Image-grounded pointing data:
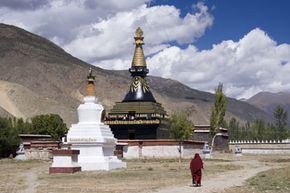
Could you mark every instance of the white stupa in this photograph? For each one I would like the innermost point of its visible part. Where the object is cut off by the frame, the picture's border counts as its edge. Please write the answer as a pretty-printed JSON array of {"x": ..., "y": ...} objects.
[{"x": 93, "y": 138}]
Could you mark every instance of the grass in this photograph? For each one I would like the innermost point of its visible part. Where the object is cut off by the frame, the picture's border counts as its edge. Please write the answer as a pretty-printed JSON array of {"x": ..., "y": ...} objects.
[
  {"x": 12, "y": 174},
  {"x": 140, "y": 175},
  {"x": 271, "y": 181}
]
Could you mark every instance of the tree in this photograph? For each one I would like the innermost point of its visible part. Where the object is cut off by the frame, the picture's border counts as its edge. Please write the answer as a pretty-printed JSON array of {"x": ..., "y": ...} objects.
[
  {"x": 180, "y": 128},
  {"x": 281, "y": 116},
  {"x": 218, "y": 110},
  {"x": 9, "y": 140},
  {"x": 258, "y": 130},
  {"x": 51, "y": 124}
]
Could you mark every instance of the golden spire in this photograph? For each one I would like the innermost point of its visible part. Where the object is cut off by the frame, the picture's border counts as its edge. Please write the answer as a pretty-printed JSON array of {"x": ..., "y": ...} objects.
[
  {"x": 139, "y": 59},
  {"x": 90, "y": 89}
]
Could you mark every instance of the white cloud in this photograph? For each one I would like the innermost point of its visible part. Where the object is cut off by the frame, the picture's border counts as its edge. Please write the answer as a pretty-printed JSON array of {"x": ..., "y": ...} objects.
[
  {"x": 112, "y": 38},
  {"x": 101, "y": 33},
  {"x": 255, "y": 63}
]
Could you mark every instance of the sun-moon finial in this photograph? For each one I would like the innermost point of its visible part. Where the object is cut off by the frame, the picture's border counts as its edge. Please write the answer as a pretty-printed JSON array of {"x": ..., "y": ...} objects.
[{"x": 139, "y": 32}]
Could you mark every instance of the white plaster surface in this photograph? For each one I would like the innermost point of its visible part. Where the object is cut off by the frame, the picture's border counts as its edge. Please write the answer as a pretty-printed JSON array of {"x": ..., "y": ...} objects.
[
  {"x": 95, "y": 140},
  {"x": 65, "y": 161}
]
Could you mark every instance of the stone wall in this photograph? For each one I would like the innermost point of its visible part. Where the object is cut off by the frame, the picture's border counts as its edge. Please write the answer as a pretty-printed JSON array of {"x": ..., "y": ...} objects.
[
  {"x": 160, "y": 151},
  {"x": 261, "y": 147},
  {"x": 39, "y": 154}
]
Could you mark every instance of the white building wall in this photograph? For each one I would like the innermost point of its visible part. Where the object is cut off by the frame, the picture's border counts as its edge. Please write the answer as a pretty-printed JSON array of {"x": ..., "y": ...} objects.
[{"x": 157, "y": 151}]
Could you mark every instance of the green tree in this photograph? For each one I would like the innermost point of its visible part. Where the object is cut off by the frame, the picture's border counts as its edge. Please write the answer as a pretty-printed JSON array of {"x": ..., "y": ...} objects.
[
  {"x": 9, "y": 139},
  {"x": 218, "y": 110},
  {"x": 51, "y": 124},
  {"x": 281, "y": 116},
  {"x": 180, "y": 128},
  {"x": 258, "y": 130}
]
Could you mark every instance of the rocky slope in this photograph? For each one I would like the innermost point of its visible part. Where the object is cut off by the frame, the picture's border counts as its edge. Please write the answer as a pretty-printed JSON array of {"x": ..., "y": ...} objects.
[{"x": 36, "y": 77}]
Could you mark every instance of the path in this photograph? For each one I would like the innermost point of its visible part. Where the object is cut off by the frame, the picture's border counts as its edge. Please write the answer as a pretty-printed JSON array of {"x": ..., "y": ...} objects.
[{"x": 222, "y": 181}]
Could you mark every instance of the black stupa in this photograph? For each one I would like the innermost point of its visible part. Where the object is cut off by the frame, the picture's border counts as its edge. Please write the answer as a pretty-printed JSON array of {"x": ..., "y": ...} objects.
[{"x": 138, "y": 116}]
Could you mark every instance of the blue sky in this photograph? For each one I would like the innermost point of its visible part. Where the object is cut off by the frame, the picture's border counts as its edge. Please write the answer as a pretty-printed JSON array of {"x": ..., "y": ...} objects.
[
  {"x": 235, "y": 18},
  {"x": 244, "y": 44}
]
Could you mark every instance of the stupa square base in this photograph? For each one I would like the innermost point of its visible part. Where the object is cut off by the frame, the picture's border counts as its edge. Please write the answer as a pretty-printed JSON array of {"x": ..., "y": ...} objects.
[
  {"x": 97, "y": 156},
  {"x": 54, "y": 170}
]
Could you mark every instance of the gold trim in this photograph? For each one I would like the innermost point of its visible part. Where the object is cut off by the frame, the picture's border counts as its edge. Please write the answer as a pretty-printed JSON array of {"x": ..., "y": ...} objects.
[{"x": 138, "y": 58}]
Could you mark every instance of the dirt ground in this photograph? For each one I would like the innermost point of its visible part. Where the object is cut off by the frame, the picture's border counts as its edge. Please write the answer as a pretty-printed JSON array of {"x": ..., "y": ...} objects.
[{"x": 146, "y": 176}]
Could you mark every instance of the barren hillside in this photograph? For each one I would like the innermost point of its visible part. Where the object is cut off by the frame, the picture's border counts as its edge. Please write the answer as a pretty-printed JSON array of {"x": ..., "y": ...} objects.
[{"x": 36, "y": 77}]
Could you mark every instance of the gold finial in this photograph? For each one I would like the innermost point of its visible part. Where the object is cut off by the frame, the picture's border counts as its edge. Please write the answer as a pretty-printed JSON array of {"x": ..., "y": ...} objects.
[
  {"x": 91, "y": 89},
  {"x": 139, "y": 59},
  {"x": 139, "y": 32}
]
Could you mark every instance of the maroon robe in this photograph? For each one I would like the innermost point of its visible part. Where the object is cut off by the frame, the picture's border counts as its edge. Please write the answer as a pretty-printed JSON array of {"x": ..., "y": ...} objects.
[{"x": 195, "y": 167}]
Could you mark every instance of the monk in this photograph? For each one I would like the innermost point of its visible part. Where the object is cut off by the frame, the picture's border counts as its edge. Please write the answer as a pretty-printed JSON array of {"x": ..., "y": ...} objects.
[{"x": 196, "y": 165}]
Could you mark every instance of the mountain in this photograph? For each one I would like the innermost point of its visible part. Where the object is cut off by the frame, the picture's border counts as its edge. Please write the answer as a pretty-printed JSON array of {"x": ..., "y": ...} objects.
[
  {"x": 268, "y": 101},
  {"x": 37, "y": 76}
]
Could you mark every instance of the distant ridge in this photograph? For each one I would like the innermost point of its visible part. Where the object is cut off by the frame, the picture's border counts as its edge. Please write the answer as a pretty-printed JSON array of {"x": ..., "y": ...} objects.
[{"x": 40, "y": 77}]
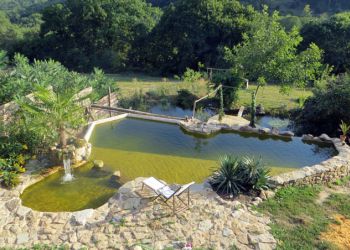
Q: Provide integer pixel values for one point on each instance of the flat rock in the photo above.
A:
(81, 217)
(325, 137)
(286, 133)
(205, 225)
(22, 238)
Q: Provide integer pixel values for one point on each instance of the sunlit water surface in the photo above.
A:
(144, 148)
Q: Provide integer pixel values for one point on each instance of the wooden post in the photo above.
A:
(109, 100)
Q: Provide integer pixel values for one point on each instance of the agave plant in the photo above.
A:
(257, 173)
(345, 128)
(228, 179)
(239, 175)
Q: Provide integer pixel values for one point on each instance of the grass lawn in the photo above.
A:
(300, 220)
(269, 96)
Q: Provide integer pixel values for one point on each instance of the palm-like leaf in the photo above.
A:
(239, 175)
(52, 111)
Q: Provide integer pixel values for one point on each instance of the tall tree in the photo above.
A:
(54, 114)
(87, 33)
(269, 51)
(333, 36)
(194, 31)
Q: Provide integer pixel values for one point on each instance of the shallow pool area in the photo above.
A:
(145, 148)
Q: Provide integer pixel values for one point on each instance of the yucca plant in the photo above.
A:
(345, 128)
(236, 176)
(229, 178)
(257, 173)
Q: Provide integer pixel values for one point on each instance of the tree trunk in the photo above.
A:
(253, 110)
(63, 138)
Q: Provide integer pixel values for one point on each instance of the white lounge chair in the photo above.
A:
(166, 192)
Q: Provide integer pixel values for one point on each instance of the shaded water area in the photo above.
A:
(265, 121)
(145, 148)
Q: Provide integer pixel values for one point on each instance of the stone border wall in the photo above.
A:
(324, 172)
(327, 171)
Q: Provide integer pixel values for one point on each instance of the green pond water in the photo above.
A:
(144, 148)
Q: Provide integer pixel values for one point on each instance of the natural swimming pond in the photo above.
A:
(145, 148)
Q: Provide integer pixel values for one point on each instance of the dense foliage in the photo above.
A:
(231, 84)
(22, 79)
(269, 51)
(323, 112)
(20, 10)
(294, 7)
(236, 176)
(133, 35)
(194, 31)
(52, 113)
(333, 36)
(86, 34)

**Assignment:**
If a line in the records contains "water", report it.

**Exercise response:**
Q: Provide integer pixel values for one point on each instance of the sunlit water surface in the photo above.
Q: Provide integer pixel values for one point on each instance of the shaded water area in the photo above.
Q: Provide integer pixel values for one point on each instance of the green pond water in the photo above.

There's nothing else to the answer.